▶ [What the task requires]: Extract the data exactly, missing nothing.

======

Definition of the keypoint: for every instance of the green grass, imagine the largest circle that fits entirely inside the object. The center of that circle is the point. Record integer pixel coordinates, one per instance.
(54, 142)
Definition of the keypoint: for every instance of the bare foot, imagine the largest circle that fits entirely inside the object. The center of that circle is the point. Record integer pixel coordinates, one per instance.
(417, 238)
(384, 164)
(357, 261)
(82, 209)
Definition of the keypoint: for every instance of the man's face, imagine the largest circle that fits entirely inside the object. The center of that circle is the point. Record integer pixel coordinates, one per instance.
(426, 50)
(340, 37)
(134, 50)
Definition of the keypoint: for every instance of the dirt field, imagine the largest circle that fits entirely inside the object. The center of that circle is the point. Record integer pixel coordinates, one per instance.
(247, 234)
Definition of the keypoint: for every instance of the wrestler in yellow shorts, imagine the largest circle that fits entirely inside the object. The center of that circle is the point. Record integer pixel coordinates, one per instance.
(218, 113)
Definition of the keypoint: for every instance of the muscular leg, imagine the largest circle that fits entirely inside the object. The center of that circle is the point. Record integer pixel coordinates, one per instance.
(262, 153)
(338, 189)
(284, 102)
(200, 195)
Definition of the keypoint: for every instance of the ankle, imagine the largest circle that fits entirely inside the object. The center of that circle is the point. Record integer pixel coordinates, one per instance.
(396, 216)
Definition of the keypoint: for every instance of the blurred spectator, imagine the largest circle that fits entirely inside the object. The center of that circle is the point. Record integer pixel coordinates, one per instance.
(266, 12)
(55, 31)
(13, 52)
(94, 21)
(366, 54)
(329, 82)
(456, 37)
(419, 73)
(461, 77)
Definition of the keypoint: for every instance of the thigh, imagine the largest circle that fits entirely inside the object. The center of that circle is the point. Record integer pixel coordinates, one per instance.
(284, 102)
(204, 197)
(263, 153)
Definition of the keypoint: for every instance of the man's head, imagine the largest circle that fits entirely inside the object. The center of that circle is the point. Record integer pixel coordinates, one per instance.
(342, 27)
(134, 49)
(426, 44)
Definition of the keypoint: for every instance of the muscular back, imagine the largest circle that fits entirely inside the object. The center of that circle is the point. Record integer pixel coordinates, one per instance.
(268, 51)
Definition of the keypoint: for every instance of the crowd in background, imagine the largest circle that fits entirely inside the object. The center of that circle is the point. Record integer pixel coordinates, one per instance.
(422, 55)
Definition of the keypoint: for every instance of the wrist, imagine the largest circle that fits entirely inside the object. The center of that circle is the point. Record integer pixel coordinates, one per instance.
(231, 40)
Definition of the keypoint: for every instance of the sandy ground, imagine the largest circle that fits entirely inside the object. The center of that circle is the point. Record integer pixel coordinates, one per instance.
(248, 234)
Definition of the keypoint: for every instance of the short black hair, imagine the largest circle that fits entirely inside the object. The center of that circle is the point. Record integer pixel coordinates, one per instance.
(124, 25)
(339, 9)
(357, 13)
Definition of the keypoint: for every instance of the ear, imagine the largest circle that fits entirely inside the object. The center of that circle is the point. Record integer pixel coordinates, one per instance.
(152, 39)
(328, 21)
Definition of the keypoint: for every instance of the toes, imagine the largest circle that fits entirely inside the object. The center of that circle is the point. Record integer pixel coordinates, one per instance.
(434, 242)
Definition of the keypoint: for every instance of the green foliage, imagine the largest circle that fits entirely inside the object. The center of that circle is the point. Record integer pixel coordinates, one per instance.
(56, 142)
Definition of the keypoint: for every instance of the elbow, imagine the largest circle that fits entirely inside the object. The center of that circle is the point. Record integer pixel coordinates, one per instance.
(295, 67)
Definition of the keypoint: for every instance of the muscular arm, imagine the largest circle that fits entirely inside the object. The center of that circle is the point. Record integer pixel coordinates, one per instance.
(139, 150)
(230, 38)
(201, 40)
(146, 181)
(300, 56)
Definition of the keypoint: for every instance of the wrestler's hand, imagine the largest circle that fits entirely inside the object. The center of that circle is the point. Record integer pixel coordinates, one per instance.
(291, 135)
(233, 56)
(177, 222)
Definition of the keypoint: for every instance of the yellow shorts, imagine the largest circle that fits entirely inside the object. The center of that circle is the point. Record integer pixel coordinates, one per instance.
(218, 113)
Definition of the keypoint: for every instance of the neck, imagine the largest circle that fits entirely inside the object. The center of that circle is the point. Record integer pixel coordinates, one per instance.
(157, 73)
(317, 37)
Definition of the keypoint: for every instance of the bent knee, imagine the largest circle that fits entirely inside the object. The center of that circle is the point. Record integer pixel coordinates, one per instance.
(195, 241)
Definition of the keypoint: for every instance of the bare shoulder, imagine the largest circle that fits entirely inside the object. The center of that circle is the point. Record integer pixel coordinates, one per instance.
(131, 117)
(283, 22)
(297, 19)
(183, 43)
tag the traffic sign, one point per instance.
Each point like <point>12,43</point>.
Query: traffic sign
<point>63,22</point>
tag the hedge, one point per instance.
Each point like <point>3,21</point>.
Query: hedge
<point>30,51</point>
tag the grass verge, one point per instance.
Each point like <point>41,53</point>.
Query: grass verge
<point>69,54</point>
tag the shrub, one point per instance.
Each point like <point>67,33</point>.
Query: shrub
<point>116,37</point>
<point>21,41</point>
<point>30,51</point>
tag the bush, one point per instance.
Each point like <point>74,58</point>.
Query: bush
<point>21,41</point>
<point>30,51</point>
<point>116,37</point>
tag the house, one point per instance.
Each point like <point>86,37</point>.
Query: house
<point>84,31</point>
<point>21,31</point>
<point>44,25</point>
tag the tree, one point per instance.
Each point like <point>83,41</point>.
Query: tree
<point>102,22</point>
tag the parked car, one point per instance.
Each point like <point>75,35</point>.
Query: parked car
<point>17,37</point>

======

▶ [Written answer]:
Definition of the keypoint: for every instance of the green grass, imagine the largest circle that fits entirely inside the object. The center of that circle is the point. Record integer pixel coordinates, one per instance.
(54, 142)
Definition of the keypoint: for every instance of the bare foot, imagine the largest circle that fits entirely inside the object. The center of that circle is the point. Record integer pixel coordinates, one per instance.
(417, 238)
(384, 164)
(357, 261)
(82, 209)
Definition of the keypoint: for every instance of the man's face, imagine the largest circle that fits entirely inside the object. The center of that circle is the point. Record integer pixel coordinates, one per instance.
(426, 50)
(340, 37)
(134, 50)
Definition of the keypoint: for every instance of the dirt field, imagine the largest circle that fits entirely inside the object. The center of that circle is the point. Record integer pixel coordinates, one per instance.
(247, 234)
Definition of the keypoint: for every instance of the wrestler in yellow shorts, imagine the largest circle that fits entirely inside the object. The center of that circle is the point. Record integer pixel coordinates, one per instance.
(218, 113)
Definition of the keypoint: for every instance of the muscular leg, imagine the largest circle that fits entirely inside the object. The center of that circle is the point. Record integer pixel coordinates, one per instance.
(262, 153)
(338, 189)
(284, 102)
(200, 195)
Definition of the keypoint: for every instance of the ankle, imagine the largest circle that fits entirely inside the object. The center of that circle is the point. Record integer pixel coordinates, one per instance.
(396, 216)
Definition of the keypoint: for every instance of the blurred spectator, imagine the largest circle that fits entirely inside the object. The center of that circle is the point. Record integer pixel coordinates, one per instance.
(266, 12)
(55, 31)
(13, 52)
(94, 21)
(366, 54)
(329, 82)
(456, 37)
(419, 73)
(461, 77)
Definition of the keypoint: for every instance of the thigh, imagine the largest circle that fits entirely inside the object. The center of that circle is the point. Record integer pixel coordinates, one per instance.
(284, 102)
(204, 197)
(263, 153)
Definition of the keypoint: for every instance of the man's head, imagine the largest circle that fits entirely inside the object. The center of that circle is the point. Record integer pixel coordinates, one per instance.
(342, 27)
(134, 49)
(426, 44)
Definition of the keypoint: for every instance of the muscular back, imagine the largest circle that fits entirely inside the object. The center of that circle is the point. Record integer pixel coordinates, one per instance.
(268, 51)
Definition of the keypoint: for every instance of the crowd in background, imagine the largest circle that fits entirely inside the object. The center of that circle is the point. Record integer pixel coordinates, one per instance.
(422, 55)
Definition of the keypoint: for every instance of the wrist, imagine the largest circle that fits entirely inside the object. The center of that circle is the point. Record integer pixel coordinates, one per instance.
(231, 40)
Definition of the keypoint: for every instance of the sandy ground, imagine the largest circle that fits entirely inside the object. The center of that circle is the point. Record integer pixel coordinates, one per instance.
(248, 234)
Definition of the keypoint: for every instance of the short black hair, imagine the largest circle that fits entirely inside the object. The center of that circle is the point. Record integer pixel coordinates, one per instance.
(124, 25)
(339, 9)
(357, 13)
Definition of the keypoint: for every instance of the ear, imagine the largest circle that fits entirely inside the object. The center of that circle is the point. Record integer pixel coordinates, one per instance.
(152, 39)
(328, 21)
Definition of the keypoint: for every instance of the toes, imagine the largest circle that fits entirely inside the object. The center of that circle is the point. Record integer pixel coordinates, one per instance.
(434, 242)
Definition of the keypoint: for every instance of the green foliage, imagine the largest circle that fits entirely inside the object. The center of that circle is the point. Record integer pixel coordinates, one per instance.
(56, 142)
Definition of the keypoint: for every instance of the elbow, imagine the largest circle that fits entirely inside the object. The center of that circle is the point. Record integer pixel coordinates, one per instance.
(295, 67)
Definition of the keypoint: for every instance of the muscular arm, imagine the largest circle that fits entirely inside the object. The center of that circle is the point. Record integer pixel coordinates, one per instance.
(139, 150)
(230, 38)
(201, 40)
(146, 181)
(300, 56)
Definition of the keypoint: for every instance of the wrestler's hand, imagine the largest circle that fits entirely inside the object. The center of that circle is the point. Record integer pixel coordinates, one per instance.
(291, 135)
(233, 56)
(177, 222)
Definition of the keypoint: for every instance of the yellow shorts, imagine the largest circle that fits entirely inside the object. The center of that circle is the point. Record integer pixel coordinates, one per instance.
(218, 113)
Definition of the keypoint: for every instance of the neck, imagine the largest circle that fits entirely inside the object. The center of that circle is the point. Record integer pixel coordinates, one per instance.
(157, 73)
(317, 37)
Definition of the keypoint: for every instance of the bent knee, imagine the largest circle that fits entirely inside the object. The center of that circle is the point. Record integer pixel coordinates, one per instance.
(195, 241)
Definition of the keypoint: for every instance of the bare shoulder, imagine the largest circle that fits entirely inside the object. The center of that circle is the point. Record integer pixel coordinates, one per instance.
(131, 117)
(283, 22)
(297, 19)
(183, 43)
tag the traffic sign, one point per instance.
Each point like <point>12,43</point>.
Query: traffic sign
<point>63,22</point>
tag the hedge, one point per instance.
Each point like <point>3,21</point>.
Query: hedge
<point>30,51</point>
tag the grass verge, one point per instance.
Each point like <point>41,53</point>.
Query: grass verge
<point>69,54</point>
tag the shrub, one point per instance.
Each point like <point>67,33</point>.
Query: shrub
<point>116,37</point>
<point>21,41</point>
<point>30,51</point>
tag the bush, one point per instance.
Each point like <point>74,58</point>.
Query: bush
<point>21,41</point>
<point>30,51</point>
<point>116,37</point>
tag the house, one point per instance.
Each point like <point>86,37</point>.
Query: house
<point>84,31</point>
<point>21,31</point>
<point>44,25</point>
tag the tree, one point per instance.
Each point like <point>83,41</point>.
Query: tree
<point>102,22</point>
tag the parked car, one point per instance.
Each point like <point>75,35</point>.
Query: parked car
<point>17,37</point>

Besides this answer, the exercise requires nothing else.